### Fragmento facilitado:
········
Las republicanas concitaron, si cabe, más odio y animadversión entre los sublevados que los hombres. Este sentimiento quedó perfectamente reflejado en el artículo que José Vicente Puente escribió en el diario Arriba y que tituló El rencor de las mujeres feas: "Eran feas. Bajas, patizambas, sin el gran tesoro de una vida interior, sin el refugio de la religión, se les apagó de repente la feminidad y se hicieron amarillas de envidia. El 18 de julio se encendió en ellas un deseo de venganza, al lado del olor a cebolla y fogón, del salvaje asesino y quisieron calmar su ira en el destrozo de las que eran hermosas. Y delataron a los hombres que nunca las habían mirado. Sobre cientos de cadáveres, sobre espigas tronchadas en lozana juventud, el rencor de las mujeres feas clavó su sucio gallardete defendido por la despiadada matanza de la horda. Y Dios las castigó a no encontrar consuelo a su rencor".
El modelo de mujer que debía imponerse fue definido innumerables veces por la presidenta de la Sección Femenina, Pilar Primo de Rivera: "Las mujeres nunca descubren nada; les falta, desde luego, el talento creador, reservado por Dios para inteligencias varoniles, nosotras no podemos hacer más que interpretar, mejor o peor, lo que los hombres nos dan hecho"; "La única misión asignada a la mujer en las tareas de la Patria es el hogar". Este contexto de desprecio hacia la mujer en general y hacia las republicanas en particular marcó el destino de las cautivas: violaciones, humillaciones y castigo físico y psicológico para reconvertirlas en dóciles y cristianas madres de familia.
········
### Consigna de trabajo A:
En el fragmento sobre las republicanas, ¿qué título le puso José Vicente Puente a su artículo del diario Arriba?
### Consigna de trabajo B:
Sigue con el fragmento sobre las republicanas cautivas justo después de su última frase.

### Listado facilitado:
········
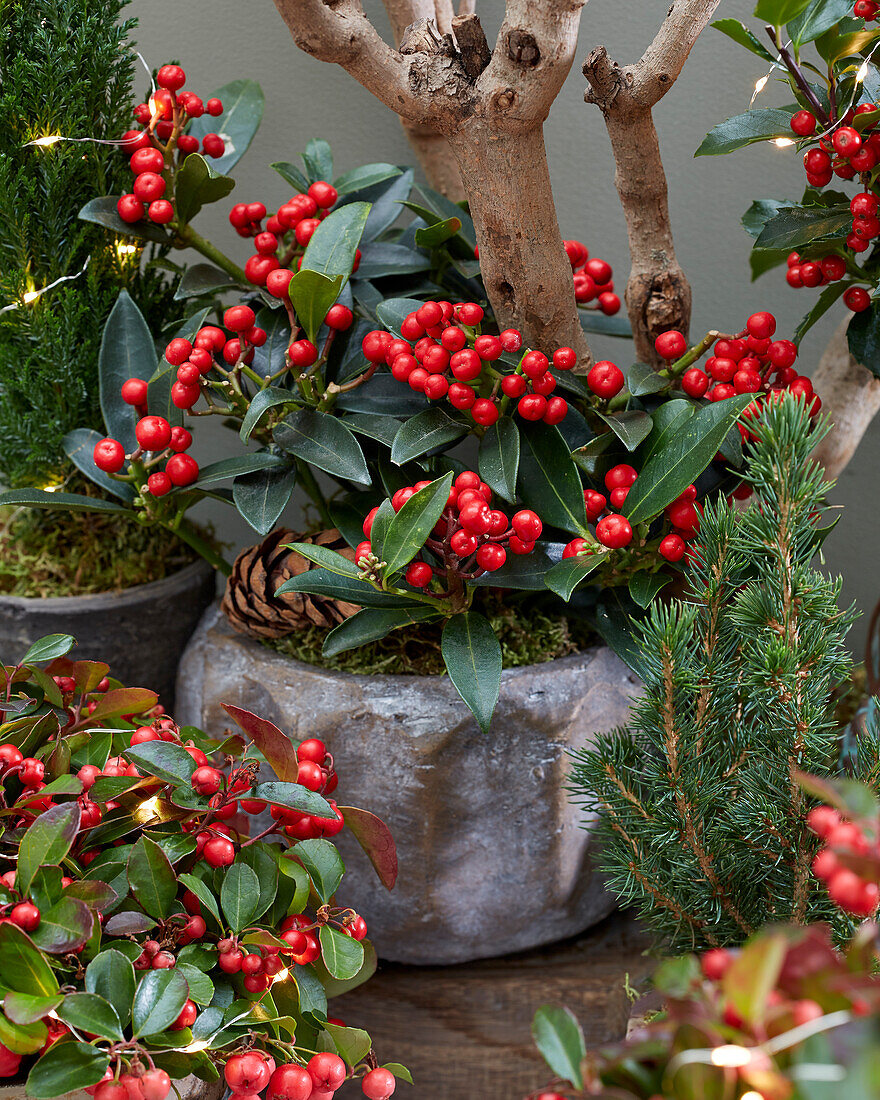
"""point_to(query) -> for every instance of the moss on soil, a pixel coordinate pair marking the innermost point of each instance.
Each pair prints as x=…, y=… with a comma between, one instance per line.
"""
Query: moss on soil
········
### Recuadro de respuesta A:
"El rencor de las mujeres feas".

### Recuadro de respuesta B:
En la mentalidad machista y falsamente paternalista de los dirigentes franquistas, las mujeres no encajaban en los campos de concentración. Es por ello por lo que ni uno solo de ellos estuvo destinado al sexo femenino. Existen casos excepcionales como el de Los Almendros en Alicante donde hubo prisioneras durante los primeros días. También hay constancia de la presencia de pequeños grupos de cautivas en Cabra (Córdoba), el convento de Santa Clara en Soria, Camposancos en La Guardia (Pontevedra), los Campos de Sport de El Sardinero en Santander y San Marcos en León. Al finalizar la guerra, el campo de concentración de Arnao en Castropol (Asturias) congregó, bajo durísimas condiciones de vida, a mujeres cuyo único delito había sido ser madres, hermanas, hijas o esposas de hombres a los que se acusaba por haber huido al monte para unirse a la guerrilla antifranquista.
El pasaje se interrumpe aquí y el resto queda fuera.